**Required work:**
**1)** Using the Elasticsearch question, answer these:
(a) What percentage appears in the flood stage disk watermark message?
(b) In which file did the author try raising the watermark settings?
(c) Which Elasticsearch image version does each service in the compose file use?
**2)** From the rows, print the part that opens with the line containing "Where can the mosque building" and closes with the line containing "x=624, y=86", with both of those lines included.

**Passage provided:**
Elasticsearch Docker: flood stage disk watermark [95%] exceeded

I have a problem with my Elasticsearch nodes running in a docker environment. I'm starting them up with docker-compose and after a few minutes they tell me:
flood stage disk watermark [95%] exceeded

I'm running it on a cluster with rather high storage capacity and I already tried to increase the watermark settings in the elasticsearch.yml file, but I still get the error. Maybe it has to do with the size of the docker containers.

Does anyone know what could be the problem? Any help is much appreciated.

The docker-compose.yml for reference:

version: '3.4'
services:
  es01:
    image: docker.elastic.co/elasticsearch/elasticsearch:7.8.1
    container_name: es01
    environment:
      #- discovery.type=single-node
      - node.name=es01
      - cluster.name=es-docker-cluster
      - discovery.seed_hosts=es02,es03
      - cluster.initial_master_nodes=es01,es02,es03
      - bootstrap.memory_lock=true
      - xpack.security.enabled=false
      - "ES_JAVA_OPTS=-Xms512m -Xmx512m"
    ulimits:
      memlock:
        soft: -1
        hard: -1
    volumes:
      - data01:/usr/share/elasticsearch/data
    ports:
      - 9200:9200
    networks:
      - elastic

  es02:
    image: docker.elastic.co/elasticsearch/elasticsearch:7.8.1
    container_name: es02
    environment:
      - node.name=es02
      - cluster.name=es-docker-cluster
      - discovery.seed_hosts=es01,es03
      - cluster.initial_master_nodes=es01,es02,es03
      - bootstrap.memory_lock=true
      - "ES_JAVA_OPTS=-Xms512m -Xmx512m"
    ulimits:
      memlock:
        soft: -1
        hard: -1
    volumes:
      - data02:/usr/share/elasticsearch/data
    networks:
      - elastic

  es03:
    image: docker.elastic.co/elasticsearch/elasticsearch:7.8.1
    container_name: es03
    environment:
      - node.name=es03
      - cluster.name=es-docker-cluster
      - discovery.seed_hosts=es01,es02
      - cluster.initial_master_nodes=es01,es02,es03
      - bootstrap.memory_lock=true
      - "ES_JAVA_OPTS=-Xms512m -Xmx512m"

**Source records:**
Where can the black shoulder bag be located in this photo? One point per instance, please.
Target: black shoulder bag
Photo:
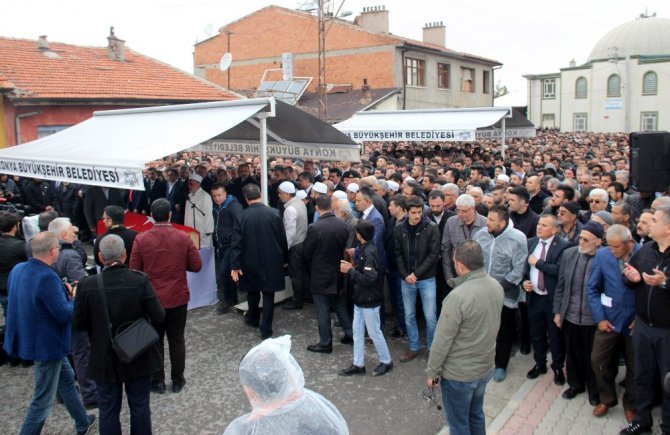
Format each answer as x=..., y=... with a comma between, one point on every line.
x=132, y=339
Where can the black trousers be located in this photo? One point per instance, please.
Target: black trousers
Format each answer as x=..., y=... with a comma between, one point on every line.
x=652, y=354
x=605, y=363
x=254, y=300
x=323, y=304
x=543, y=329
x=505, y=338
x=578, y=346
x=296, y=271
x=173, y=327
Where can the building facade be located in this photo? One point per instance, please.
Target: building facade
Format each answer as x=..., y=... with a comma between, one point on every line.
x=46, y=86
x=623, y=87
x=359, y=54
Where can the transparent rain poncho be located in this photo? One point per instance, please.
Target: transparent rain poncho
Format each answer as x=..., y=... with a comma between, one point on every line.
x=274, y=384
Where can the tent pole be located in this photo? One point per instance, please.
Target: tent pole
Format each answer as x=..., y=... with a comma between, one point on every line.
x=264, y=157
x=502, y=140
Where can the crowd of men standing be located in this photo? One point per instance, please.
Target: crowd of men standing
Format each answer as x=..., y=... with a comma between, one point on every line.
x=579, y=257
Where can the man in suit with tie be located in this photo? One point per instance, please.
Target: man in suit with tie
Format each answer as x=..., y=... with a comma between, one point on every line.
x=155, y=188
x=541, y=275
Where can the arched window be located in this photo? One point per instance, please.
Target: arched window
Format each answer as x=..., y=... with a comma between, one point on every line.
x=650, y=83
x=614, y=86
x=581, y=88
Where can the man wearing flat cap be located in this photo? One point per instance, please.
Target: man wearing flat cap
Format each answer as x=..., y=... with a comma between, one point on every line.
x=295, y=227
x=198, y=211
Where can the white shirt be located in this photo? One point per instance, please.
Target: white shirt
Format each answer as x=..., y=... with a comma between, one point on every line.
x=367, y=211
x=533, y=270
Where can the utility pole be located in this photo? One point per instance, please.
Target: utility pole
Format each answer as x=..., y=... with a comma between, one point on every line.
x=323, y=7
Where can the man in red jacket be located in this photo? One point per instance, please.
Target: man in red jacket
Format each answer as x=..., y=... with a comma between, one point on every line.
x=166, y=254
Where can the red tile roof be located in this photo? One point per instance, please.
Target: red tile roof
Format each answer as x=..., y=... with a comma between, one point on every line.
x=67, y=72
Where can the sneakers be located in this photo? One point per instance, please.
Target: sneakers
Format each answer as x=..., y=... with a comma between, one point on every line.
x=91, y=422
x=382, y=369
x=352, y=370
x=635, y=428
x=408, y=355
x=499, y=374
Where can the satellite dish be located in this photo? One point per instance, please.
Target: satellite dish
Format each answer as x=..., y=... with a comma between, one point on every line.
x=226, y=60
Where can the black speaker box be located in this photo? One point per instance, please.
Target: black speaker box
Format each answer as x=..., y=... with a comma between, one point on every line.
x=650, y=161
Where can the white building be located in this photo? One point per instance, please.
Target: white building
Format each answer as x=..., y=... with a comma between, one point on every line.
x=623, y=86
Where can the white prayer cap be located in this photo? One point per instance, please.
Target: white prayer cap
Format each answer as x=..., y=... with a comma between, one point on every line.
x=353, y=188
x=340, y=195
x=320, y=188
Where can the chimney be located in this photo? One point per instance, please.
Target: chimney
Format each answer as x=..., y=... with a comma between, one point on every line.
x=366, y=95
x=116, y=48
x=435, y=33
x=374, y=18
x=42, y=43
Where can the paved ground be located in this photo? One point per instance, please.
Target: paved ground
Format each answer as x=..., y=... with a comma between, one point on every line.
x=390, y=404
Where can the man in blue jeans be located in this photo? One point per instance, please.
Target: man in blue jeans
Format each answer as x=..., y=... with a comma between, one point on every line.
x=461, y=360
x=39, y=327
x=417, y=250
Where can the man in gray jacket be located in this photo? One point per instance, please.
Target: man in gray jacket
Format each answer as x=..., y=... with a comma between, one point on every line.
x=505, y=253
x=458, y=228
x=295, y=226
x=461, y=359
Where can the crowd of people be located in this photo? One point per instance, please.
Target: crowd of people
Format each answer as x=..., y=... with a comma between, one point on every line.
x=570, y=256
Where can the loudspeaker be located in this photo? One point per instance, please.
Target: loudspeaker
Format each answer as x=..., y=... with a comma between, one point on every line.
x=650, y=161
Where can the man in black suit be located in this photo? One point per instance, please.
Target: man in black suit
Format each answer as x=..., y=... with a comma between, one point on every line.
x=324, y=249
x=259, y=252
x=112, y=218
x=129, y=297
x=96, y=199
x=439, y=214
x=154, y=187
x=541, y=276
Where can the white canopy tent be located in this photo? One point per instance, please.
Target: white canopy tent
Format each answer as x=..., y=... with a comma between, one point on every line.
x=112, y=148
x=448, y=125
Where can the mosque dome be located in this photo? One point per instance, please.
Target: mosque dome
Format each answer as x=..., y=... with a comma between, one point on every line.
x=646, y=36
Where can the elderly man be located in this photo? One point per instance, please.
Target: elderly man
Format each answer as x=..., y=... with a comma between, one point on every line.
x=648, y=273
x=259, y=254
x=39, y=324
x=598, y=201
x=198, y=211
x=458, y=228
x=505, y=254
x=612, y=304
x=295, y=227
x=166, y=254
x=461, y=359
x=541, y=277
x=275, y=386
x=129, y=296
x=71, y=267
x=112, y=218
x=324, y=248
x=569, y=226
x=573, y=315
x=226, y=212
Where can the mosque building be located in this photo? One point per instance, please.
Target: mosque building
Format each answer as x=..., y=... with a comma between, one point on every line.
x=624, y=86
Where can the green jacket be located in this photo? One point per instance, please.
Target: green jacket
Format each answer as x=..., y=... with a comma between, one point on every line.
x=464, y=344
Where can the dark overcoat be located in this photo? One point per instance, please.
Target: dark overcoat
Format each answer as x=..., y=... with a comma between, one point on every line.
x=130, y=296
x=259, y=249
x=324, y=247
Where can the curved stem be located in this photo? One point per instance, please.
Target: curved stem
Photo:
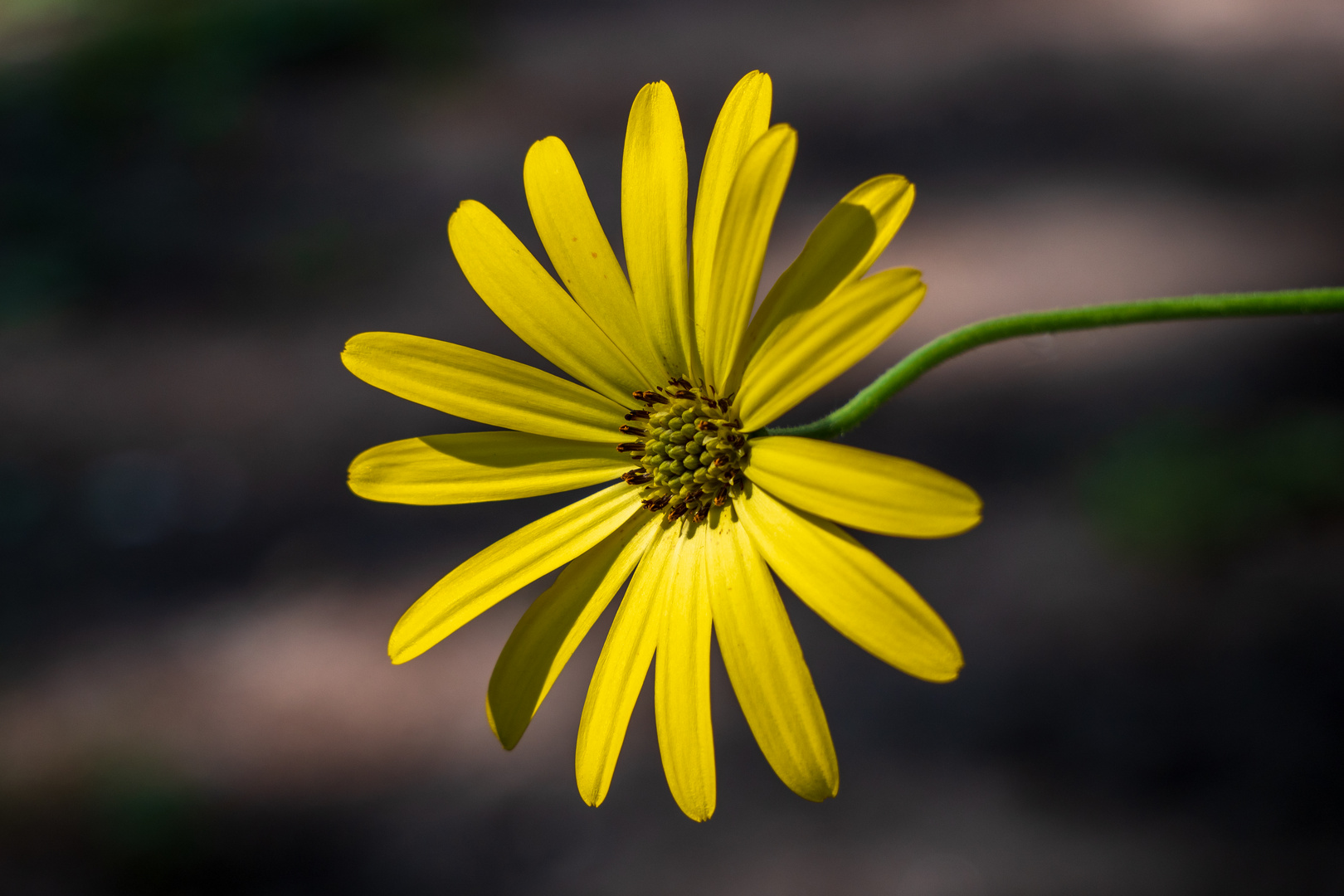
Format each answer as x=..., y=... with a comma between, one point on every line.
x=1294, y=301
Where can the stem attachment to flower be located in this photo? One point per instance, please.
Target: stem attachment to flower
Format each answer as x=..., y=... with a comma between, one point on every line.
x=917, y=363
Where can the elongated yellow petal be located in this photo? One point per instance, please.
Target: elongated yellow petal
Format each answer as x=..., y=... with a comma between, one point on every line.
x=827, y=342
x=863, y=489
x=654, y=188
x=465, y=468
x=682, y=685
x=481, y=387
x=743, y=119
x=839, y=251
x=851, y=589
x=581, y=253
x=624, y=665
x=557, y=622
x=530, y=301
x=504, y=567
x=743, y=236
x=765, y=664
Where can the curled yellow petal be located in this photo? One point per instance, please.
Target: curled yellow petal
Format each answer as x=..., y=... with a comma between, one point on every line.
x=481, y=387
x=827, y=342
x=465, y=468
x=839, y=251
x=507, y=566
x=851, y=589
x=863, y=489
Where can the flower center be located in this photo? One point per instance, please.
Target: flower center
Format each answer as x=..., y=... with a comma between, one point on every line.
x=689, y=450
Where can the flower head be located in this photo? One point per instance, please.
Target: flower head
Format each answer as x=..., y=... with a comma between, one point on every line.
x=678, y=381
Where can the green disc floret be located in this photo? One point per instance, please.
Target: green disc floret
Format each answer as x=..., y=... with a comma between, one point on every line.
x=689, y=450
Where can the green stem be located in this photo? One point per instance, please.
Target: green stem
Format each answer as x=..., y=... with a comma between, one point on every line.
x=913, y=366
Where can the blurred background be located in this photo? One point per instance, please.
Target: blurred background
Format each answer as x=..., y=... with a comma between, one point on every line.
x=201, y=201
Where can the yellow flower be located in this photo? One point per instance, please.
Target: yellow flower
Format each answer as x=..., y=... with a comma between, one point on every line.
x=678, y=375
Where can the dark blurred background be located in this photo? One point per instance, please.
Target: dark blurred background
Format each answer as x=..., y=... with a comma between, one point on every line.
x=199, y=202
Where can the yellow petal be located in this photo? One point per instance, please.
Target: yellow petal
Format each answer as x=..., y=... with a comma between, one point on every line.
x=851, y=589
x=581, y=253
x=839, y=251
x=481, y=387
x=624, y=665
x=765, y=664
x=654, y=186
x=827, y=342
x=465, y=468
x=504, y=567
x=862, y=489
x=743, y=236
x=682, y=685
x=552, y=629
x=530, y=301
x=743, y=119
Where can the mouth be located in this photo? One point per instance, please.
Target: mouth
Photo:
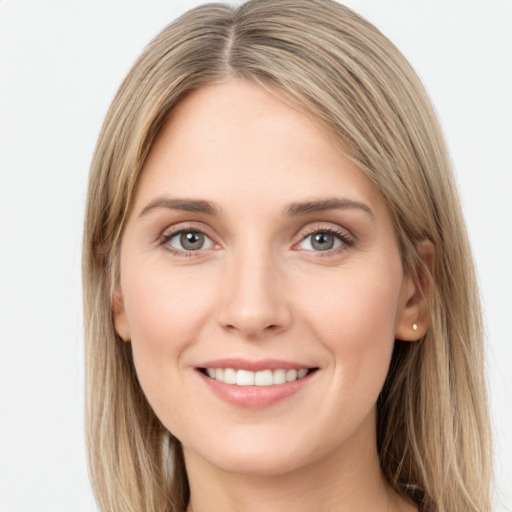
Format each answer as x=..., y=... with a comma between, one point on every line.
x=266, y=377
x=256, y=384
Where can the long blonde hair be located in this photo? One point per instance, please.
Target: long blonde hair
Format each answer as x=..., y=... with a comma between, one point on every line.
x=433, y=431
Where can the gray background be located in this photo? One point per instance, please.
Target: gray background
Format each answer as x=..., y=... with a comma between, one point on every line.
x=61, y=62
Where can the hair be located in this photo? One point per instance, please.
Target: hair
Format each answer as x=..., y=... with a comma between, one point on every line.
x=432, y=420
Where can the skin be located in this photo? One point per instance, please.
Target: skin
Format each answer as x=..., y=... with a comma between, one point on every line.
x=258, y=289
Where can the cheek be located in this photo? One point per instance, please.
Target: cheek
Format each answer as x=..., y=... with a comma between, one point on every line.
x=165, y=311
x=354, y=317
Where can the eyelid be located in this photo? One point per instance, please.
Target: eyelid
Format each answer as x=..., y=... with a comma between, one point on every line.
x=172, y=231
x=344, y=235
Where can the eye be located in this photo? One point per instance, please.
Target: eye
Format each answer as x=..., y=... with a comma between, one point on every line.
x=188, y=241
x=324, y=240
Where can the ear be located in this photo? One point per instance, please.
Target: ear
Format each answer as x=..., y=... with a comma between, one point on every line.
x=417, y=290
x=119, y=315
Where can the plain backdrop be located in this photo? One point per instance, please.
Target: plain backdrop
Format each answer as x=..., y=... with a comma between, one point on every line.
x=61, y=62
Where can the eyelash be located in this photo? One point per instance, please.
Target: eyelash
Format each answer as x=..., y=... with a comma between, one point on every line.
x=167, y=236
x=343, y=236
x=345, y=239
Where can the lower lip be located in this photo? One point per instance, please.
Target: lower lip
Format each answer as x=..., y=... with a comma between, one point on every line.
x=254, y=397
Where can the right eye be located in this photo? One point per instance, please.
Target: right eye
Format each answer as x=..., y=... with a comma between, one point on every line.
x=188, y=241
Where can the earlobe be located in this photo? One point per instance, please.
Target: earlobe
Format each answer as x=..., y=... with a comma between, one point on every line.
x=417, y=291
x=121, y=325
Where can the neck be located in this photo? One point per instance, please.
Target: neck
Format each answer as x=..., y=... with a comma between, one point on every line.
x=346, y=481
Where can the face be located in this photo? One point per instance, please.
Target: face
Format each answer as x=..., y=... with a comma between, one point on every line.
x=261, y=285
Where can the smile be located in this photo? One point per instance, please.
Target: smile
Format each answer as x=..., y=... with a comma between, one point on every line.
x=266, y=377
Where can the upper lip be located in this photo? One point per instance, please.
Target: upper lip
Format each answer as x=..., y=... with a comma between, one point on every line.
x=254, y=365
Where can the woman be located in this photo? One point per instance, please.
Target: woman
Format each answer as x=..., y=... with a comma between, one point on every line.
x=281, y=309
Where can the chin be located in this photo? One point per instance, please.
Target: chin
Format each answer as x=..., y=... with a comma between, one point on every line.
x=256, y=455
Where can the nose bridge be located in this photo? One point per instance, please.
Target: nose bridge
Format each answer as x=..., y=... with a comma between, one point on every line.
x=253, y=301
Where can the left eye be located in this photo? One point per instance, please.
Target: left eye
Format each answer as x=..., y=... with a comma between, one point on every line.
x=190, y=241
x=322, y=241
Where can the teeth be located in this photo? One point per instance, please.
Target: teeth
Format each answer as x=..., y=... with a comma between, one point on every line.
x=261, y=378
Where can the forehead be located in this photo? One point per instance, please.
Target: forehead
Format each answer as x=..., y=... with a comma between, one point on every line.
x=235, y=142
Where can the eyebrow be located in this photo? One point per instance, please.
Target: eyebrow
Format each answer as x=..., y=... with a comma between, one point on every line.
x=187, y=205
x=334, y=203
x=292, y=210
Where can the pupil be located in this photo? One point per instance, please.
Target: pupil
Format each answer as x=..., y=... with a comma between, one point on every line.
x=191, y=240
x=323, y=241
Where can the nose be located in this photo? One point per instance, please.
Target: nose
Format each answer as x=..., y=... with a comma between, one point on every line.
x=253, y=299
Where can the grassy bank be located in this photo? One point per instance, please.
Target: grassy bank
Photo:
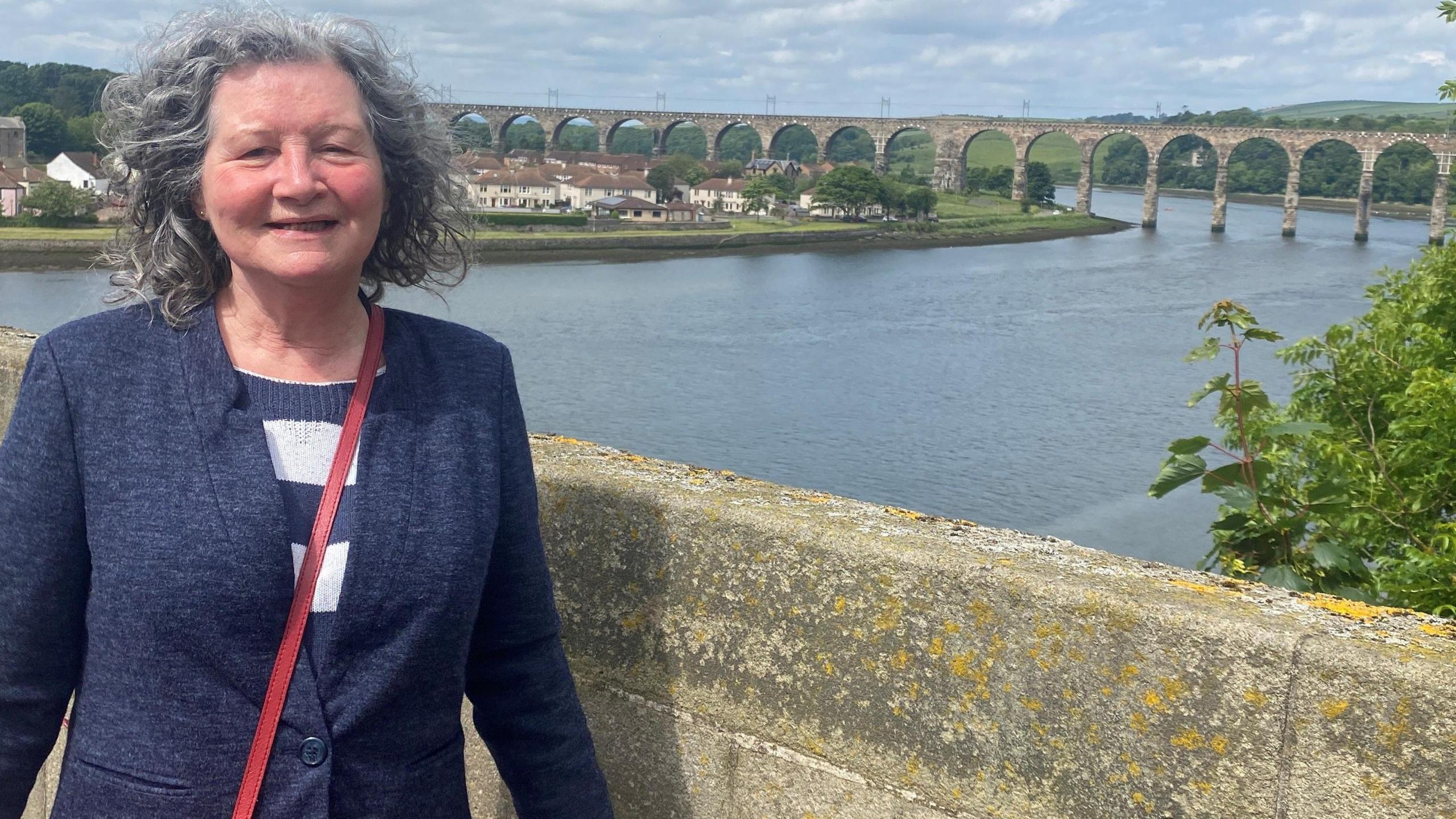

**Task answers:**
**1)**
(a) 95%
(b) elasticsearch.yml
(c) 7.8.1

**2)**
Where can the mosque building be located in this photo? One point per instance, please.
Target: mosque building
Format each answer as x=..., y=... with a comma between, one point on every line.
x=624, y=86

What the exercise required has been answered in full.